-- START OF Given passage --
C-C

BIA

Court: Board of Immigration Appeals

Citations: 23 I. & N. Dec. 899

Decision Date: 7/1/2006

Docket Number: ID 3530

Bluebook Citation: C-C, 23 I. & N. Dec. 899 (BIA 2006)

More Cases: BIA decisions from 2006

Cite as 
23 I&N Dec. 899
 (BIA 2006)                                  Interim Decision #3530




                              In re C-C-, Respondent
                               Decided March 23, 2006

                           U.S. Department of Justice
                    Executive Office for Immigration Review
                        Board of Immigration Appeals


  An alien seeking to reopen removal proceedings based on a claim that the birth of a
second child in the United States will result in the alien’s forced sterilization in China
cannot establish prima facie eligibility for relief where the evidence submitted with the
motion and the relevant country conditions reports do not indicate that Chinese nationals
returning to that country with foreign-born children have been subjected to forced
sterilization in the alien’s home province. Guo v. Ashcroft, 
386 F.3d 556
 (3d Cir. 2004),
distinguished.
-- END OF Given passage --
## Goal
Print the stretch of the immigration appeals decision from "An alien seeking" through "distinguished.". These rows were drawn from a separate source.
-- START OF Data entries --
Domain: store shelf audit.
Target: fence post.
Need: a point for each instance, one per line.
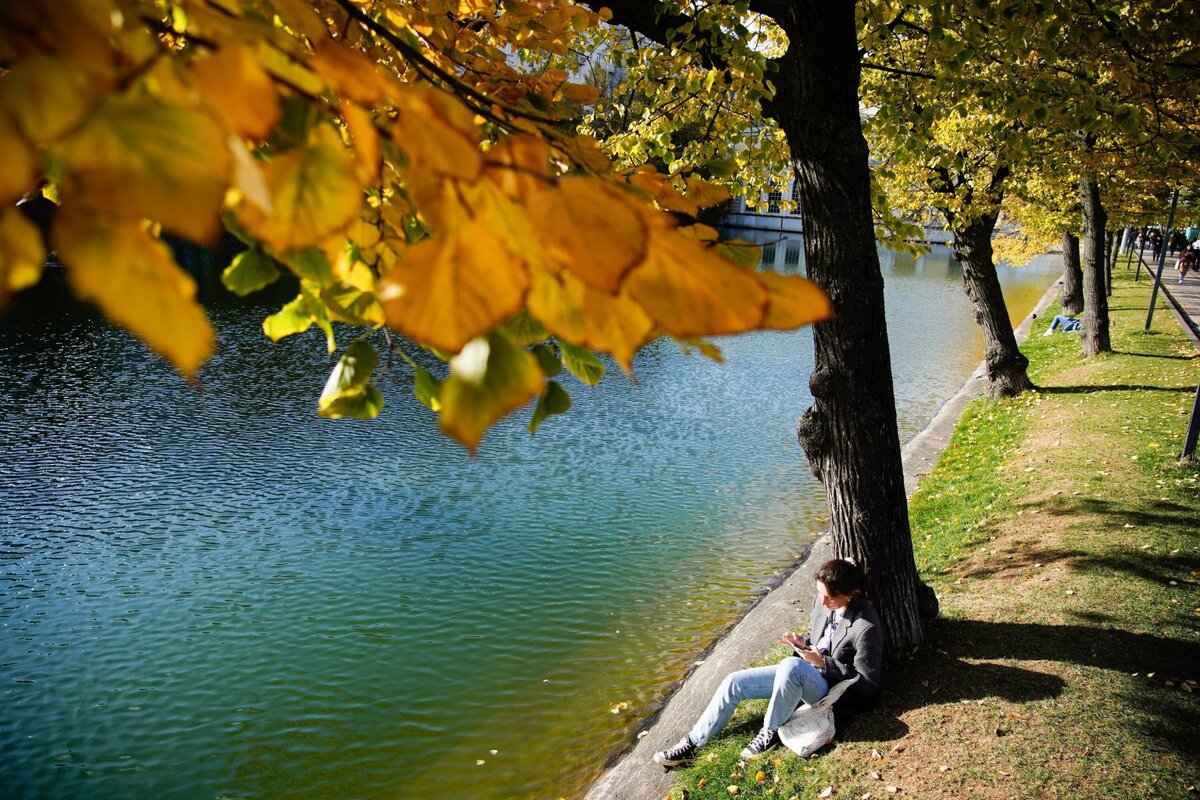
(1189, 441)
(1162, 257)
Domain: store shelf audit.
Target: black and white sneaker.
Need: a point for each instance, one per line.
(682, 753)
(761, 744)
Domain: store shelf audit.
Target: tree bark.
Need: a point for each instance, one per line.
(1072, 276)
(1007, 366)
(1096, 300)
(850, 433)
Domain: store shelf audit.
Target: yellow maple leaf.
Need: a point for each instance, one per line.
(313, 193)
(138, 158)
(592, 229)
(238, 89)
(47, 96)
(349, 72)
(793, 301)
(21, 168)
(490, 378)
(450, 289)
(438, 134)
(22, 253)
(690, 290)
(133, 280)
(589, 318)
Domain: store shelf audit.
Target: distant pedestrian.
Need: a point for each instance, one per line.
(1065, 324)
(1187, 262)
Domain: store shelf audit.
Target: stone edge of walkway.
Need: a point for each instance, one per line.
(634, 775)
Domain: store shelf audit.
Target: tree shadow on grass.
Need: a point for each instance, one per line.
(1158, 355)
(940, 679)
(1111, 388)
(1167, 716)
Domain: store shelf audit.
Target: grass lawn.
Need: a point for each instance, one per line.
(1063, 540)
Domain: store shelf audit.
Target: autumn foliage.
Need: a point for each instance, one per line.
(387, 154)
-- END OF Data entries --
## Reply to the exercise
An alien seeking to reopen removal proceedings based on a claim that the birth of a
second child in the United States will result in the alien’s forced sterilization in China
cannot establish prima facie eligibility for relief where the evidence submitted with the
motion and the relevant country conditions reports do not indicate that Chinese nationals
returning to that country with foreign-born children have been subjected to forced
sterilization in the alien’s home province. Guo v. Ashcroft, 
386 F.3d 556
 (3d Cir. 2004),
distinguished.